Report only how many lines in the records below contain the string "blue".

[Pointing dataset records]
_ _ _ _ _

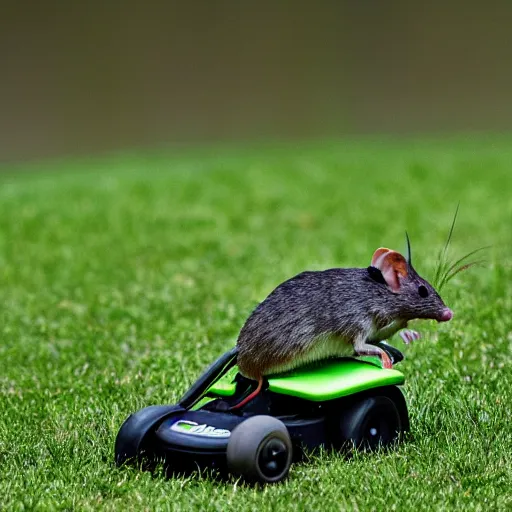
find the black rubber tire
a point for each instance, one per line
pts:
(260, 450)
(370, 423)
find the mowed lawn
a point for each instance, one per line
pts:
(123, 277)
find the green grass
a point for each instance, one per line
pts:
(122, 277)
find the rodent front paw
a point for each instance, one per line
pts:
(409, 335)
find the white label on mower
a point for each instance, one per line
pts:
(194, 429)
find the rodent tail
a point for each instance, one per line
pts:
(248, 398)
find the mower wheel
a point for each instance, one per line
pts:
(260, 450)
(371, 423)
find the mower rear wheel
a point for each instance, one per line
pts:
(371, 423)
(260, 450)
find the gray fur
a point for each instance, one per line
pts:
(315, 315)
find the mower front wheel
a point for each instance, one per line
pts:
(260, 450)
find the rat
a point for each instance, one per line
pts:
(334, 313)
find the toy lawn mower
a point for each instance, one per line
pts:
(335, 404)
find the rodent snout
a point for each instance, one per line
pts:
(446, 315)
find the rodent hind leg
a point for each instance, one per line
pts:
(365, 349)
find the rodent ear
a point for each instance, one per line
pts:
(392, 265)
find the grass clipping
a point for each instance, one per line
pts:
(446, 269)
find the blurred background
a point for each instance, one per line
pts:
(85, 78)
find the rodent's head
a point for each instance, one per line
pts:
(416, 297)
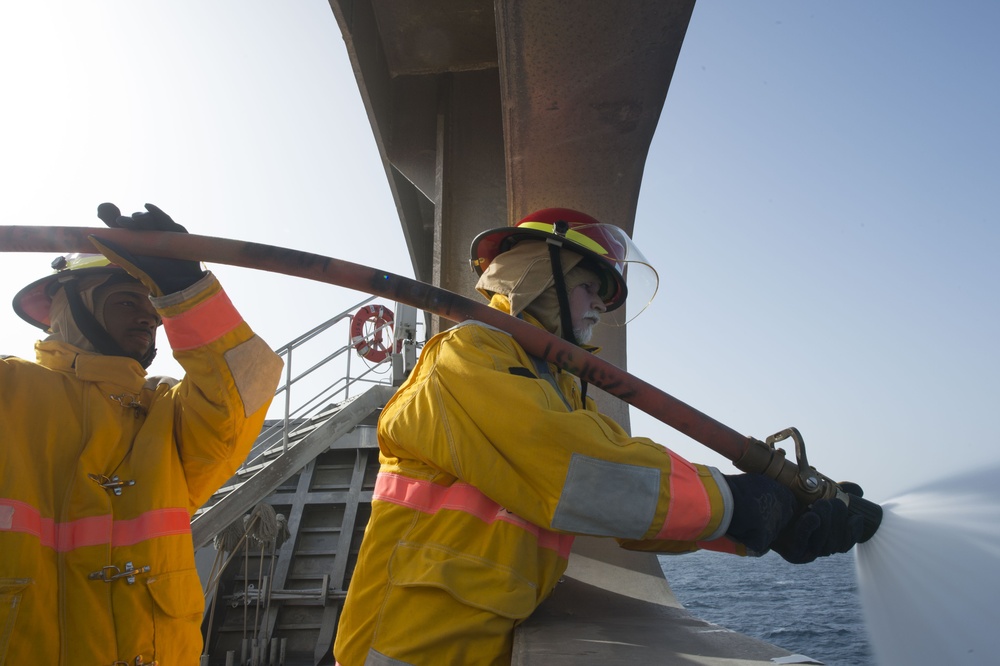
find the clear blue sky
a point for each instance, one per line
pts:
(819, 199)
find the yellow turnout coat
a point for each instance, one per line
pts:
(490, 464)
(100, 471)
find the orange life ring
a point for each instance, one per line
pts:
(369, 335)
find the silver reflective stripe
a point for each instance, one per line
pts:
(727, 505)
(607, 499)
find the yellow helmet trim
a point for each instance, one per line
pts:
(575, 236)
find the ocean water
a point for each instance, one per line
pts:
(811, 609)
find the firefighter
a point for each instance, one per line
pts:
(102, 466)
(492, 460)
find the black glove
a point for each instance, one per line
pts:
(826, 528)
(762, 508)
(160, 275)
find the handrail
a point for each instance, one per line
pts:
(295, 415)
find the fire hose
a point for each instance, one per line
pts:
(746, 453)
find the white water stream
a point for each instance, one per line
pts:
(930, 577)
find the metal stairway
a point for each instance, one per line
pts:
(274, 600)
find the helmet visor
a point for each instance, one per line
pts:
(637, 278)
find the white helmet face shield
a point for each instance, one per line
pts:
(639, 276)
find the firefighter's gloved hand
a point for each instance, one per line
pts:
(160, 275)
(762, 509)
(826, 528)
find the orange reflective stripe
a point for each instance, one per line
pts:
(690, 510)
(202, 324)
(428, 497)
(95, 530)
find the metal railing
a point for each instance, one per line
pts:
(330, 372)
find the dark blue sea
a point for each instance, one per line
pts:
(810, 609)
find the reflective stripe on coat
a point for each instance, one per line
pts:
(101, 472)
(487, 472)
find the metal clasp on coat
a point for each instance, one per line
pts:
(112, 573)
(127, 400)
(114, 484)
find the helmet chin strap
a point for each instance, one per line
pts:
(92, 329)
(565, 314)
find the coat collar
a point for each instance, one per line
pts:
(89, 366)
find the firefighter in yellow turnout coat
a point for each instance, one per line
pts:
(101, 467)
(491, 462)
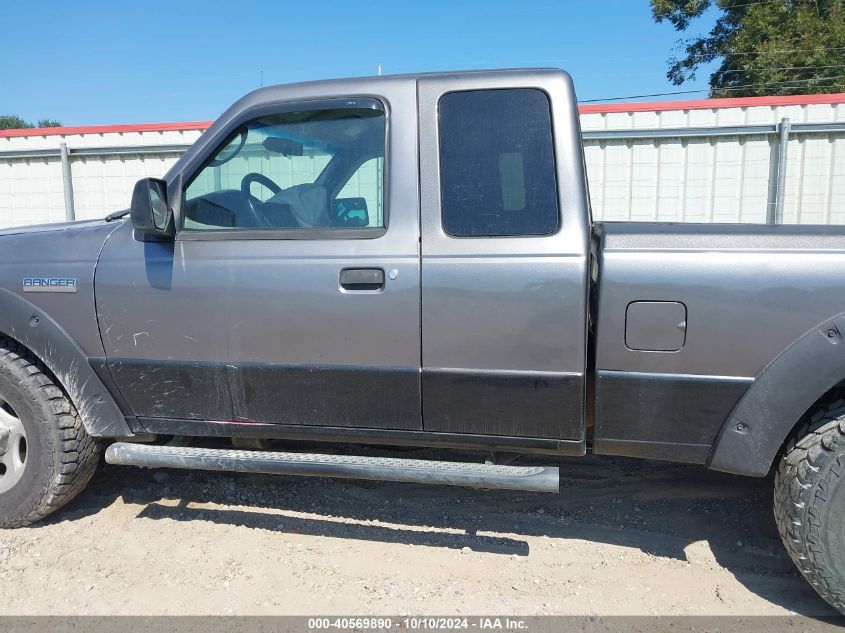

_ _ _ _ _

▶ **RESULT BELOW**
2